» Given text:
The documents required to be delivered by this Section 8 will be
delivered at the office of counsel for the Initial Purchasers on the Closing
Date.
9. Initial Purchasers' Information. The Company, the Co-Issuer and the
Initial Purchasers severally acknowledge that the statements with respect to the
delivery of the Original Notes to the Initial Purchasers set forth in the first
sentence of the fourth paragraph, the first sentence of the sixth paragraph, the
seventh paragraph and the eight paragraph under the caption "Plan of
distribution" in the Preliminary Offering Memorandum and the Offering Memorandum
constitute the only information furnished in writing by any Initial Purchaser
expressly for use in the Preliminary Offering Memorandum or the Offering
Memorandum.
10. Survival of Representations and Agreements. All representations
and warranties, covenants and agreements contained in this Agreement, including
the agreements contained in Sections 4(f) and 11(d), the indemnity agreements
contained in Section 6 and the contribution agreements contained in Section 7
shall remain operative and in full force and effect regardless of any
investigation made by or on behalf of the Initial Purchasers or any controlling
person thereof or by or on behalf of the Issuers or any controlling person
thereof, and shall survive delivery of and payment for the Original Notes to and
by the Initial Purchasers. The agreements contained in Sections 4(f), 6, 7, 9
and 11(d) shall survive the termination of this Agreement, including pursuant to
Section 11.
11. Effective Date of Agreement; Termination.(a) This Agreement shall
become effective upon execution and delivery of a counterpart hereof by each of
the parties hereto.

» Task: Please decide whether each statement agrees with the agreement excerpt, answering yes or no and quoting the words that settle it: (a) documents required by Section 8 are to be delivered at the office of counsel for the Initial Purchasers on the Closing Date; (b) the agreements in Section 9 survive termination of the Agreement; (c) the Agreement becomes effective on the Closing Date. The rows that come next have no connection to the agreement excerpt.

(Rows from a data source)

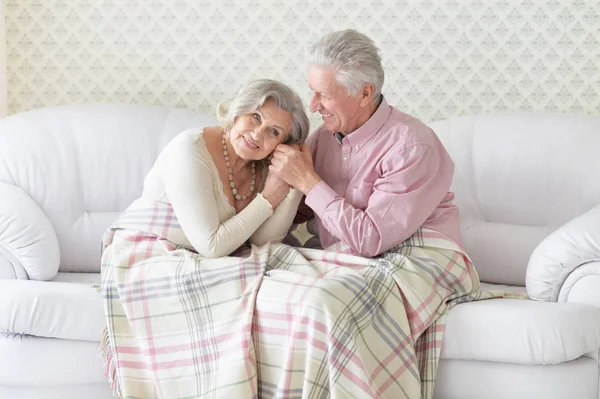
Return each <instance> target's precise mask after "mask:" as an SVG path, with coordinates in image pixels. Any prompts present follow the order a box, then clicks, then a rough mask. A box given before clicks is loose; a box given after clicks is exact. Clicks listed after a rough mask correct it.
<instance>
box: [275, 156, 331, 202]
mask: <svg viewBox="0 0 600 399" xmlns="http://www.w3.org/2000/svg"><path fill="white" fill-rule="evenodd" d="M271 174H274V175H275V176H277V177H278V178H280V179H281V180H283V181H284V182H286V183H287V184H288V185H290V186H291V187H294V188H295V189H298V190H300V191H301V192H302V193H303V194H304V195H307V194H308V193H309V192H310V190H311V189H312V188H313V187H314V186H315V185H316V184H317V183H318V182H319V181H320V180H321V178H320V177H319V175H317V173H316V172H315V168H314V165H313V161H312V154H311V150H310V148H308V147H307V146H306V145H304V144H294V145H286V144H279V145H278V146H277V147H276V148H275V151H273V154H272V155H271V165H269V175H271Z"/></svg>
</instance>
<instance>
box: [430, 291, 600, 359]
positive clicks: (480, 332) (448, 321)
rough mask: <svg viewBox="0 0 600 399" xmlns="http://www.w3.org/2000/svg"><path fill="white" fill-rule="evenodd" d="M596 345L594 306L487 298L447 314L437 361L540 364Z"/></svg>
mask: <svg viewBox="0 0 600 399" xmlns="http://www.w3.org/2000/svg"><path fill="white" fill-rule="evenodd" d="M575 326H576V327H575ZM599 346H600V308H599V307H594V306H590V305H581V304H573V303H556V302H537V301H532V300H522V299H490V300H484V301H478V302H469V303H464V304H460V305H458V306H456V307H455V308H453V309H452V310H451V311H450V313H449V315H448V322H447V325H446V336H445V338H444V343H443V345H442V353H441V357H442V359H454V360H482V361H490V362H505V363H518V364H529V365H534V364H543V365H545V364H558V363H562V362H566V361H569V360H573V359H577V358H579V357H581V356H582V355H584V354H586V353H588V352H590V351H591V350H593V349H595V348H598V347H599Z"/></svg>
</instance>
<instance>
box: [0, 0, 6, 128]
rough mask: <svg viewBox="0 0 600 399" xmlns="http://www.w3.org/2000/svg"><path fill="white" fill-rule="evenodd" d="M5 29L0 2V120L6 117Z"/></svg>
mask: <svg viewBox="0 0 600 399" xmlns="http://www.w3.org/2000/svg"><path fill="white" fill-rule="evenodd" d="M6 95H7V87H6V29H5V18H4V1H2V0H0V118H1V117H3V116H4V115H6V111H7V110H6Z"/></svg>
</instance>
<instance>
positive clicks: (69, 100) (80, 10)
mask: <svg viewBox="0 0 600 399" xmlns="http://www.w3.org/2000/svg"><path fill="white" fill-rule="evenodd" d="M5 2H6V18H7V19H6V28H7V63H8V71H7V72H8V75H7V76H8V91H9V93H8V109H9V112H17V111H22V110H27V109H31V108H36V107H41V106H45V105H54V104H65V103H75V102H90V101H115V102H127V103H146V104H161V105H167V106H181V107H189V108H193V109H199V110H203V111H207V112H213V109H214V106H215V105H216V103H217V102H218V101H220V100H222V99H224V98H226V97H229V96H231V95H232V94H233V93H234V92H235V91H236V89H237V88H238V87H239V85H241V84H242V83H243V82H245V81H247V80H249V79H252V78H258V77H270V78H275V79H281V80H283V81H285V82H286V83H288V84H290V85H291V86H292V87H294V88H295V89H297V90H298V91H299V92H300V93H301V94H302V95H303V98H304V99H305V102H308V98H309V91H308V88H307V84H306V71H305V65H304V60H303V54H304V49H305V47H306V46H307V45H308V44H309V43H311V42H312V41H313V40H315V39H317V38H318V37H320V36H321V35H323V34H324V33H327V32H330V31H332V30H335V29H341V28H346V27H353V28H356V29H358V30H360V31H362V32H364V33H366V34H368V35H369V36H371V37H372V38H373V39H374V40H375V42H376V43H377V44H378V46H379V47H380V49H381V50H382V56H383V59H384V67H385V71H386V83H385V86H384V93H385V94H386V96H387V98H388V100H389V102H390V103H391V104H394V105H396V106H398V107H399V108H401V109H402V110H404V111H406V112H408V113H412V114H413V115H415V116H417V117H420V118H421V119H423V120H424V121H431V120H437V119H441V118H444V117H447V116H452V115H459V114H466V113H481V112H498V111H506V110H522V111H548V112H567V113H583V114H600V72H599V65H600V43H599V41H600V2H599V1H598V0H575V1H558V0H470V1H467V0H464V1H463V0H444V1H434V0H429V1H428V0H422V1H416V0H320V1H313V0H294V1H286V0H247V1H241V0H240V1H235V0H5ZM312 120H313V121H314V120H316V119H315V118H313V119H312Z"/></svg>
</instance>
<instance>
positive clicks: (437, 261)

» Expected answer:
(a) Yes: "will be delivered at the office of counsel for the Initial Purchasers on the Closing Date."
(b) Yes: "The agreements contained in Sections 4(f), 6, 7, 9 and 11(d) shall survive the termination of this Agreement."
(c) No: "This Agreement shall become effective upon execution and delivery of a counterpart hereof by each of the parties hereto."